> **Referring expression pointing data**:
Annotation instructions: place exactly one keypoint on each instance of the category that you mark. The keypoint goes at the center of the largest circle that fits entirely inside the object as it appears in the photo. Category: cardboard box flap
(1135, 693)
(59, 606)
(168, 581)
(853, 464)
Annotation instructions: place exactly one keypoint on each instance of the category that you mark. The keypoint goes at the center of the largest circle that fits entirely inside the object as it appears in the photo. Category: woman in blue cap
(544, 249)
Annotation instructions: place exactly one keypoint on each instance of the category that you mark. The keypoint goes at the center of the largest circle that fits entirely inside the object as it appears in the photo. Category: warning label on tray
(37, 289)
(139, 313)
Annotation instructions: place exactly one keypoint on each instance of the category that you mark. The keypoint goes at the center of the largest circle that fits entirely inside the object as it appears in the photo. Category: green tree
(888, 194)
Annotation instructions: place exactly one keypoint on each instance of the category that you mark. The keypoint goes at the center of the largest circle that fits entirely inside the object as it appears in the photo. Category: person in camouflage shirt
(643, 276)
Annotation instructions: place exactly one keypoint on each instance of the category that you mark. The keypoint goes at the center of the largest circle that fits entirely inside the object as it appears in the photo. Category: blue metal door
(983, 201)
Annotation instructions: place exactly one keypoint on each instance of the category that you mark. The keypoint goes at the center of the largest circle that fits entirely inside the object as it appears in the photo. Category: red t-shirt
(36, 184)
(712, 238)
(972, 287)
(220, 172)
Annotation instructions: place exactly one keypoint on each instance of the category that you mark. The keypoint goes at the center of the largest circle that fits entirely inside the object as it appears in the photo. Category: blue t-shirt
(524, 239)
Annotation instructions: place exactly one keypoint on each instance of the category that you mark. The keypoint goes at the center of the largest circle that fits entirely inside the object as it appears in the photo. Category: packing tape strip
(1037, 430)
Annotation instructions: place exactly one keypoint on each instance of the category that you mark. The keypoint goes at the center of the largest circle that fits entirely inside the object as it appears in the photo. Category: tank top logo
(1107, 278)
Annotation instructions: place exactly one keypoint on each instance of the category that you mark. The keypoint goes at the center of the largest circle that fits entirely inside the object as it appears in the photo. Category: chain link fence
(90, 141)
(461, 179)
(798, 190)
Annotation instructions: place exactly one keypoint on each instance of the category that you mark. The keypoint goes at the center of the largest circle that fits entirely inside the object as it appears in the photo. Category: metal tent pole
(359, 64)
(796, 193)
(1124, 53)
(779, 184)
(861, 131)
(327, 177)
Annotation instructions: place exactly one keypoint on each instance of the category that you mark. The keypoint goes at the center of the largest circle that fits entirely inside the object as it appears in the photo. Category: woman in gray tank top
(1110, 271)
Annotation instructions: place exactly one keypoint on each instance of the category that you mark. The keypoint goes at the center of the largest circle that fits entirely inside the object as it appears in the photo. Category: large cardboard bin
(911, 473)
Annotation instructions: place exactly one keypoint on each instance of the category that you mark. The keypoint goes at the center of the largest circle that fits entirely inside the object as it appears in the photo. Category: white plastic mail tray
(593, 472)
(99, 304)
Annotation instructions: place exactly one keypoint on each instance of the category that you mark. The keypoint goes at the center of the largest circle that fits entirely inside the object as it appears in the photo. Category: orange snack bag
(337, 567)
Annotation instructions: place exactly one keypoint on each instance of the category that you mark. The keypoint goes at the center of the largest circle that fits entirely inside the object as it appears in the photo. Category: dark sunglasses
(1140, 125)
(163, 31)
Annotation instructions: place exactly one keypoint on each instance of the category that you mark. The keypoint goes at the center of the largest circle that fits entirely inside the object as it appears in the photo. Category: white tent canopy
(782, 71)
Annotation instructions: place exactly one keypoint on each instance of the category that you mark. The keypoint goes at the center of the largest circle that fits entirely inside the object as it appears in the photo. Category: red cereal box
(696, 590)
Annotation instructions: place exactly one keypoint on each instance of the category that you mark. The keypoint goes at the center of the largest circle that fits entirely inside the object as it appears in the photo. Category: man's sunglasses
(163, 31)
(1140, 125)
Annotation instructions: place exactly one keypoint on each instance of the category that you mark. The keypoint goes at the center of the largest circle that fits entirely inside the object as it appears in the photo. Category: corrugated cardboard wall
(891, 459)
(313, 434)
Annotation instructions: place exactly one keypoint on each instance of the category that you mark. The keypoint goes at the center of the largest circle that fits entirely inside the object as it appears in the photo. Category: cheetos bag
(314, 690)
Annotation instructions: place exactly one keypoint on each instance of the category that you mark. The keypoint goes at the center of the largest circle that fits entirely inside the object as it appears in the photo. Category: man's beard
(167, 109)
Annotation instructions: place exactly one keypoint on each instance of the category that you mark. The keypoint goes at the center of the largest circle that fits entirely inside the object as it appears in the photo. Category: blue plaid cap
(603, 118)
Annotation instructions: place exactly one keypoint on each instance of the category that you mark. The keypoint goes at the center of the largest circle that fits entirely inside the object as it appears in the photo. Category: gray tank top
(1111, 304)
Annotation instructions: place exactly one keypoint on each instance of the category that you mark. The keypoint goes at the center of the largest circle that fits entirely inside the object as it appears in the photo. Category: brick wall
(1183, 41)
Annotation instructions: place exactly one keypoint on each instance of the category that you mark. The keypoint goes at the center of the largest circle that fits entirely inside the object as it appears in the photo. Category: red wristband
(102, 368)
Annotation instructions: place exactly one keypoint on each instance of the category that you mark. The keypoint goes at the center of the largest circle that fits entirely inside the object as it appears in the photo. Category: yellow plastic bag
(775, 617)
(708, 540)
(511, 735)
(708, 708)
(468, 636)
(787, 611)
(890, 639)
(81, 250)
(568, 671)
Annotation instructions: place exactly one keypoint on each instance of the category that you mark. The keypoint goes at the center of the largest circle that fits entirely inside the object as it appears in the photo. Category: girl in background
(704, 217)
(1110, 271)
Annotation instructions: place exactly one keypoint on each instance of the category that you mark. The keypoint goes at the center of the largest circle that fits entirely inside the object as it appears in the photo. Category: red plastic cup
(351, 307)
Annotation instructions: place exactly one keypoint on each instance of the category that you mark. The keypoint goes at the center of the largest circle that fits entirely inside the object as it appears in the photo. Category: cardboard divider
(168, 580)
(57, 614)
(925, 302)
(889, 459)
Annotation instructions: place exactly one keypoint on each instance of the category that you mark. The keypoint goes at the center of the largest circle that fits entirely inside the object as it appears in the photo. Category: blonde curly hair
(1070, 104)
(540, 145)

> **ASSIGNMENT**: All entries should be transcribed verbatim.

> **SOLUTION FOR THIS EXERCISE**:
Annotation instructions: place exactly one keypoint on each instance of the category that you mark. The keypoint goes at the center of the largest circle that fits entirely inside the object as it appears in the photo. Category: cardboard box flap
(1135, 693)
(59, 606)
(168, 581)
(853, 464)
Annotation instructions: place exactly one keypoint on each instance of the category that you mark. The keypoint goes at the center of the largest circle that fits entirely inside the object as it appears in the photo. Category: woman in blue cap
(544, 249)
Annotation instructions: place exactly one keypoint on each instance of the category that you mark. The keypoint goes at the center of the largest circle that fits entirely inside the object as it appears in the photo. Category: warning label on tray
(37, 289)
(139, 313)
Annotation instructions: place exactly one keypoint on each instance of the category that you mark. The keypoint goes at the center of the largest circle that fits entirely inside the object as it appears in the photo. Category: green tree
(888, 194)
Annotation instructions: place exactly one keypoint on each instance of the category that you mark. The keypoint goes at the center of the largest circle that fits entirely inside the object as it appears in the photo. Category: person in camouflage shirt
(643, 276)
Annotation instructions: place exactly one keypoint on each instance of the category that you mark. The keypoint goes at the center of the largest circle that fits entirely inside the object as it appears in the photo. Category: blue metal door
(983, 201)
Annotation instructions: place exactly one keypoint on each instance of the category that you mark. The keypoint goes at the center of the largest circle that fits entirely inside the object as it appears in the photo. Category: red t-shirt
(36, 184)
(712, 238)
(972, 287)
(220, 172)
Annotation instructions: place exactly one keypoint on each instance of the category that you mark. The keypoint goes at the center of the largest circle that fits entirely inside the object as it appears in the photo. Category: blue t-shirt
(524, 239)
Annotation instructions: place exactly one keypoint on each instance of the category that you mark. The keypoint goes at the center of the largest circle that fits entirely inside the object as it appears in the photo. Category: packing tape strip
(1037, 430)
Annotation instructions: place exactly one keypoint on each instance of the category that you mark. The keypoint goes at the center of the largest circle that fits entirely inside the object as it appears in the photo. Category: tank top logo
(1107, 278)
Annotation instructions: place exactly one keypoint on each instance of the category that you mark. The keypoint goes at the center of the largest circle that fits entirely inside the object as it appears in the photo. Category: chain link fence
(90, 141)
(461, 179)
(798, 190)
Annotation instructions: place exactly one keypoint on each instance of the category that you mark. The keypoint goes at the center of the largest circle that fits entirely inside the object as it appears in the photo. Category: metal tent pole
(359, 64)
(796, 193)
(1124, 53)
(779, 184)
(861, 131)
(327, 177)
Annotation instructions: place exactly one keypoint on each instance of the category that you mark. The keypoint goes at the center of the largest circle that fits entirely inside the object as it appears in the photo. Category: woman in gray tank top
(1110, 271)
Annotation instructions: place exactly one keypoint on each instance of the category that you mark. The keypoint goes at the center of the largest circle that fits entirely inside the object as it appears in the photo. Category: large cardboard bin
(911, 473)
Annotation instructions: place exactly one keypoint on each instance of the category that you mark. The keypoint goes at the center of the largest circle that fits entirely inside the object as it appears in the photo. Category: white plastic mail tray
(593, 472)
(99, 304)
Annotation instructions: place exactly one keypoint on each instance of the category that you mark. The keypoint goes at the center of the largest circle that fits entirely inside the object as it appears in the photo. Category: orange snack bag
(337, 567)
Annotation instructions: place exactly one keypoint on each instance of the category that you mark. The keypoint goes at the center of the largest circle that fits entirely inside the object as it appears in the photo. Category: dark sunglasses
(1140, 125)
(163, 31)
Annotation instructions: place exactly one keypoint on each instance of the category that you mark. The keypoint goes at the center of the largest circle that fits entirely inside the object as it appears in the photo. Category: white tent canopy
(782, 71)
Annotation instructions: place exactly one keypoint on each instance of the category that you mark. The keypoint goes at the center of the largest circle that fits entirely inside the object as it appears in the photo. Category: red cereal box
(696, 590)
Annotation instructions: place exactly one keypoint on each instance of the category that you mark. The keypoint goes at the center of the largest circle that fits entirely inside the object as it appears in the photo. Category: man's sunglasses
(163, 31)
(1140, 125)
Annotation instructions: place exactly one keypoint on each instance of the category that you mark. The keypoint goes at the center of the largest circle that fits entirely inside the object as it appears in the photo. Category: corrugated cardboard wall
(891, 459)
(313, 434)
Annotation instructions: place exactly one keypoint on each instance of the category that you mark. The keypoint goes at the center of the largest circle that fits entirely inside the object as it appears in the photo. Category: cheetos bag
(314, 690)
Annotation instructions: place exactly one keypoint on each instance of the category that you mark. The keypoint goes at the center of the largest circle that fits entirely inside the object as it appears in the photo. Category: man's beard
(167, 109)
Annotation instructions: place exactly one keypoint on each instance of the category that you mark. The keypoint goes at the center of the largest circle that fits entirely inside the object as it appears in the photo. Category: blue plaid cap
(603, 118)
Annotation instructions: place exactly one keypoint on each instance of the category that you mark. The keypoint goes at the center of the largest circle that fits entirely inside the object as it appears in the photo. Category: gray tank top
(1111, 304)
Annotation instructions: place exactly one keypoint on each instance of the category that you mark. The keypoint goes at the center of the largest circle that fits entirely inside the object as it appears in the photo. Category: brick wall
(1183, 41)
Annotation instructions: place exactly one keypoint on each instance of the category that you mark. The keypoint goes at the center of the largest circle that fits entirely inside the object as it appears in the photo. Category: red wristband
(102, 368)
Annotation instructions: place exactly one keypoint on each instance of the category that you mark. The keypoint goes at the center of the largest circle that fits entirely inside the object as it appears in the photo. Category: yellow plastic bag
(775, 617)
(708, 540)
(511, 735)
(708, 708)
(468, 636)
(787, 611)
(890, 639)
(81, 250)
(568, 671)
Annotation instructions: place exactly one keypoint on each instance of the category that you mark. The keypoint goes at the center of the largest circle that fits entirely inside the object as it appears in the photo. Category: girl in background
(704, 217)
(1110, 271)
Annotation instructions: place exactly one keypoint on each instance of the category that you mark. The keypoint goes at the center of the largest circle that fits entirely inside the object as it appears in the photo. Category: red plastic cup
(351, 307)
Annotation instructions: place exactly one keypoint on each instance of the category that you mark. The keypoint goes at the center of the largest circle that fits entirely inside the object as it appears in the photo. Category: cardboard divider
(168, 580)
(57, 614)
(925, 302)
(889, 459)
Annotation instructions: place exactly one keypoint on each instance of the category that you mark. The keypoint goes at the center of the largest circle that fits entirely inside the object as it appears in the photo. Category: blonde curly hair
(1070, 104)
(540, 145)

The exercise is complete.